- _Work instruction_: Return the entries below precisely, omitting nothing.

- _Records shown_:

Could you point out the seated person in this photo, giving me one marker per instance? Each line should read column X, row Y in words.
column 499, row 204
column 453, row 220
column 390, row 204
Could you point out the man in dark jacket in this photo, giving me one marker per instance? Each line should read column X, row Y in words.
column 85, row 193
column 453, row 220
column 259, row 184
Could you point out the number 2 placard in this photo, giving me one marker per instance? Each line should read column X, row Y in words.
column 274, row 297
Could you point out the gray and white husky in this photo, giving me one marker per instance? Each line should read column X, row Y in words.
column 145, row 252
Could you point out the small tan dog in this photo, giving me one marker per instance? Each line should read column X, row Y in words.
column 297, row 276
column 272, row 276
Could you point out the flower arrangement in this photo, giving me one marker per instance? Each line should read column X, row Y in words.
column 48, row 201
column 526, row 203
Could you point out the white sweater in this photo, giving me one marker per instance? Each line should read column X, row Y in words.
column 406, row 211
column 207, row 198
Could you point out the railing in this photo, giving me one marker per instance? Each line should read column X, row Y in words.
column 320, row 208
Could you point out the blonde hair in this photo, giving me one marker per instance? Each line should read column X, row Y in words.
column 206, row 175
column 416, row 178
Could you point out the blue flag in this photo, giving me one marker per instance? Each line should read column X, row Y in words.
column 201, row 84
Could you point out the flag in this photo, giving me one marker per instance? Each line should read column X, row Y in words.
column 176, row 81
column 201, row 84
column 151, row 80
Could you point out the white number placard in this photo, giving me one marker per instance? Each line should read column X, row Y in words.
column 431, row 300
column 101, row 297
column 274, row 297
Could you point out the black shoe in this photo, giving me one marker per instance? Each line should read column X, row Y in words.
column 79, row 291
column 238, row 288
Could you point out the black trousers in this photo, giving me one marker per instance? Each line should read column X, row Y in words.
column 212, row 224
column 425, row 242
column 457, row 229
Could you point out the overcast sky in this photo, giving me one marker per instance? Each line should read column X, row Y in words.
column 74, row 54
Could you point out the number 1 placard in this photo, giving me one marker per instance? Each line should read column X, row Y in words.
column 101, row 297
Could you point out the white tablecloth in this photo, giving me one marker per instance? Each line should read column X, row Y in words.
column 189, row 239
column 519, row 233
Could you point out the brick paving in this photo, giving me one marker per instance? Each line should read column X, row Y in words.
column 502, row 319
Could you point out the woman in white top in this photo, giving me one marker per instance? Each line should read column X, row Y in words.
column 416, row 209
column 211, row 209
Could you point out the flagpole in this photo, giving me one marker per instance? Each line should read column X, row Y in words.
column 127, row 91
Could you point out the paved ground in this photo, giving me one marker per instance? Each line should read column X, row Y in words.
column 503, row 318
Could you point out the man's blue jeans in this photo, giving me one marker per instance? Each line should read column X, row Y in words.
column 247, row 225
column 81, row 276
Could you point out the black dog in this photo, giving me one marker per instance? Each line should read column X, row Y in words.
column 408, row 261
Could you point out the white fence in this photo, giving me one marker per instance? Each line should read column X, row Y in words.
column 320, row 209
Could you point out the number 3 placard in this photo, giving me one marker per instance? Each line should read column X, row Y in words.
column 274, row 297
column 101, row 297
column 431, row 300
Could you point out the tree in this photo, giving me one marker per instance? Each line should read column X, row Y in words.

- _Task answer_:
Could you point out the seated person in this photo, giving me one marker per instance? Each line should read column X, row Y in words.
column 499, row 204
column 453, row 220
column 390, row 204
Could you point out the man in dark jacket in this photo, giving me one marker per instance? Each line should read column X, row Y in words.
column 85, row 193
column 453, row 220
column 259, row 184
Could you point out the number 2 placard in this photo, giving me one marker per instance? Each line should read column X, row Y in words.
column 274, row 297
Could you point out the gray and white husky in this photo, giving me one marker per instance? Each line should read column X, row Y in words.
column 145, row 252
Could you point out the small tan dog in this photo, giving me one marker per instance? Each line should read column X, row Y in words.
column 297, row 276
column 272, row 276
Could you point out the flower arrangement in this photo, giving me one marker per instance? Each line should read column X, row Y in words.
column 48, row 201
column 526, row 203
Could you point out the white sweater in this photo, giving me one marker per instance? Each line should read column X, row Y in words.
column 406, row 211
column 207, row 198
Could you point out the railing in this photo, giving me one marker per instance? Each line should read column X, row Y in words.
column 320, row 208
Could you point out the blonde hair in this photo, giving me one marker per instance? Each line should read column X, row Y in words.
column 206, row 175
column 416, row 178
Could you point out the blue flag in this photo, giving me one marker per instance? Each line should read column X, row Y in words.
column 201, row 84
Could you point out the flag in this photo, giving me one marker per instance? Each line should read column X, row Y in words.
column 176, row 81
column 201, row 84
column 151, row 80
Could you point out the white number placard in this photo, giving me one marker per instance? Each line should read column X, row Y in words.
column 431, row 300
column 101, row 297
column 274, row 297
Could you point out the black shoe in this photo, giving me one marker per instance? Each line should read column X, row Y in words.
column 79, row 291
column 238, row 288
Could you point out the black trousers in this photo, giving me one marker per instance? Each line should read column X, row Y in words.
column 212, row 224
column 425, row 242
column 457, row 229
Could you point out the overcast sky in this photo, giving me one marker per instance? Each line should read column X, row Y in words.
column 74, row 54
Could you point out the number 1 placard in this photo, giving me one marker per instance? Each line should read column X, row Y in words.
column 101, row 297
Could you point out the white tablecloth in this photo, giving me one marker per instance? Each line should read column X, row Y in words.
column 189, row 239
column 519, row 233
Could you point out the brick paving in this photo, giving me one marker per instance? Each line should read column X, row Y in words.
column 502, row 319
Could you point out the woman in white top in this photo, giving me one marker per instance? Each line should read column X, row Y in words.
column 416, row 209
column 211, row 209
Could you point out the flagpole in this photo, giving me one marker per instance? Each line should read column X, row Y in words.
column 127, row 91
Could you point out the paved ground in this photo, giving me one marker per instance? Each line should read column X, row Y in words.
column 503, row 318
Could you point out the man's blue jeans in this photo, giving me one marker per instance? Each line should read column X, row Y in words.
column 247, row 225
column 81, row 276
Could you point out the black dog in this photo, giving me one marker per instance? Each line should read column X, row Y in words.
column 408, row 261
Could you point out the white fence in this photo, giving me one marker per instance? Each line should read column X, row Y in words.
column 320, row 209
Could you point out the number 3 placard in this photo, giving me one marker per instance? Each line should read column X, row Y in words.
column 274, row 297
column 101, row 297
column 431, row 300
Could you point out the tree in this photo, giving me one marker per instance? Each line should read column X, row Y in words.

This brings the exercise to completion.